**Testo da leggere**
2. Vangelo secondo Matteo 1,20b-24b
In quel tempo. 20Apparve in sogno a Giuseppe un angelo del Signore e gli disse: «Giuseppe, figlio di Davide, non temere di prendere con te Maria, tua sposa. Infatti il bambino che è generato in lei viene dallo Spirito Santo; 21ella darà alla luce un figlio e tu lo chiamerai Gesù: egli infatti salverà il suo popolo dai suoi peccati».
22Tutto questo è avvenuto perché si compisse ciò che era stato detto dal Signore per mezzo del profeta: 23«Ecco, la vergine concepirà e darà alla luce un figlio: / a lui sarà dato il nome di Emmanuele, / che significa Dio con noi». 24Quando si destò dal sonno, Giuseppe fece come gli aveva ordinato l’angelo del Signore.
3. Commento liturgico-pastorale
I versetti, oggi proclamati, vanno inseriti nel più ampio contesto di Matteo 1,18-25 che sviluppa il tema della “nascita di Cristo”. I vv 20-23 riguardano l’intervento divino nei confronti di Giuseppe turbato per l’inattesa gravidanza di Maria, la sua fidanzata (cfr. v 19) e il v 24 pone in luce la pronta obbedienza di Giuseppe alle parole dell’”angelo del Signore”.
In particolare il v 20 dopo aver ambientato nel “sogno” l’intervento divino, la cui provenienza celeste è assicurata dal ruolo dell’”angelo”, riferisce il contenuto del messaggio celeste che occupa anche i vv 21-23. Esso consiste anzitutto nel rivelare a Giuseppe indicato con l’appellativo “figlio di Davide”, evocativo dunque della promessa messianica, la “modalità” di quella gravidanza e, dunque, di quella nascita: “da Spirito Santo”.

**Elenco dati**

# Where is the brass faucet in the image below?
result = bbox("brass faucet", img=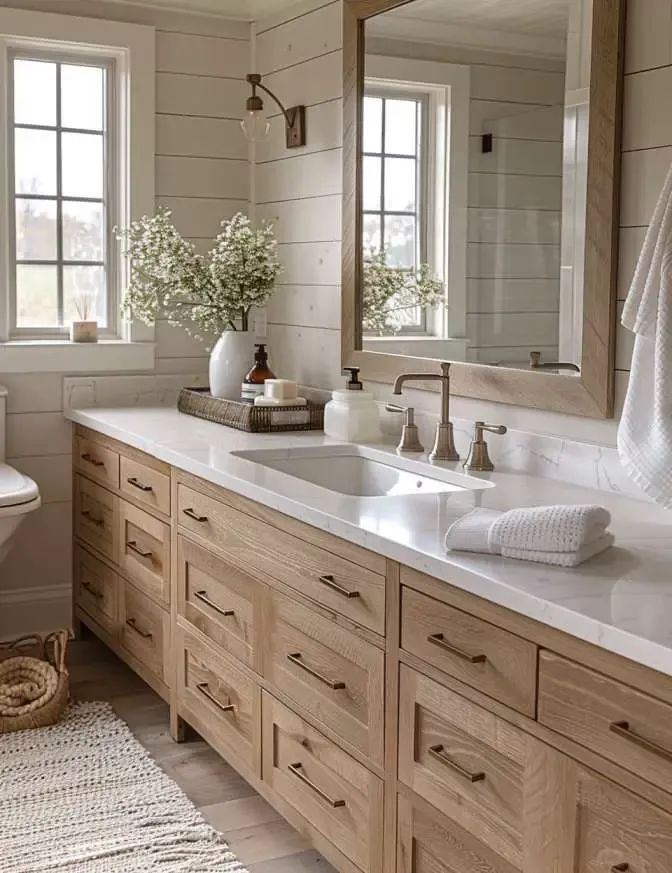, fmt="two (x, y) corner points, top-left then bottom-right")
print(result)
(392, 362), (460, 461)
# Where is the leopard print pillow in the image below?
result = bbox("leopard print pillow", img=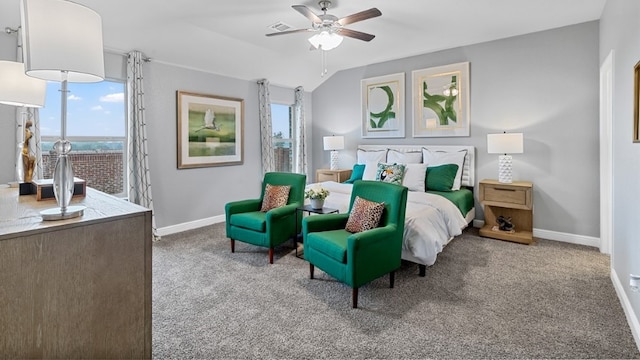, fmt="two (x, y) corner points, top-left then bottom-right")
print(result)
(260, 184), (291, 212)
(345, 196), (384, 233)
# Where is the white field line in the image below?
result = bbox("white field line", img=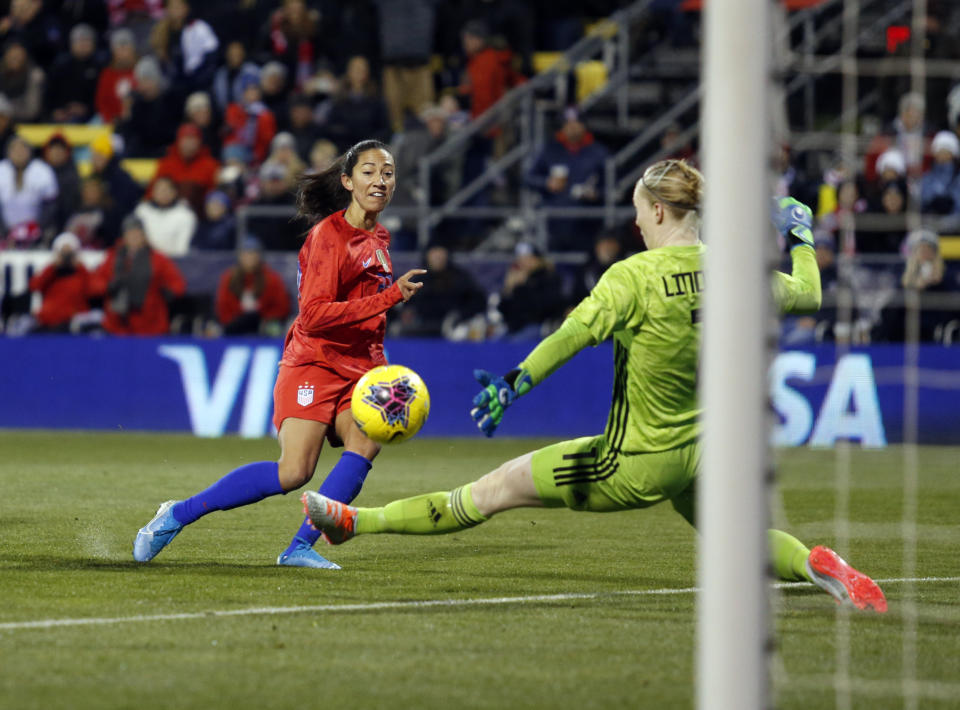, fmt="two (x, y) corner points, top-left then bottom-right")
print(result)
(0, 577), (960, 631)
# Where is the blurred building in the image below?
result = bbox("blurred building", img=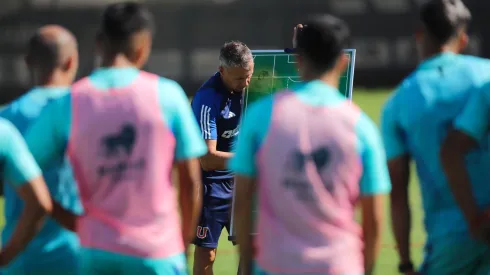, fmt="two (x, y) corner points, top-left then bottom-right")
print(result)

**Obiettivo 1**
Restituisci, senza alcuna modifica, la porzione del testo da leggere compresa tra "2. Vangelo secondo" e "l’angelo del Signore.", estremi inclusi.
**Obiettivo 2**
Nel testo da leggere, elenca i numeri di versetto inseriti nel brano del Vangelo secondo Matteo, escludendo il commento che segue.

**Risposta corretta 1**
2. Vangelo secondo Matteo 1,20b-24b
In quel tempo. 20Apparve in sogno a Giuseppe un angelo del Signore e gli disse: «Giuseppe, figlio di Davide, non temere di prendere con te Maria, tua sposa. Infatti il bambino che è generato in lei viene dallo Spirito Santo; 21ella darà alla luce un figlio e tu lo chiamerai Gesù: egli infatti salverà il suo popolo dai suoi peccati».
22Tutto questo è avvenuto perché si compisse ciò che era stato detto dal Signore per mezzo del profeta: 23«Ecco, la vergine concepirà e darà alla luce un figlio: / a lui sarà dato il nome di Emmanuele, / che significa Dio con noi». 24Quando si destò dal sonno, Giuseppe fece come gli aveva ordinato l’angelo del Signore.

**Risposta corretta 2**
20, 21, 22, 23, 24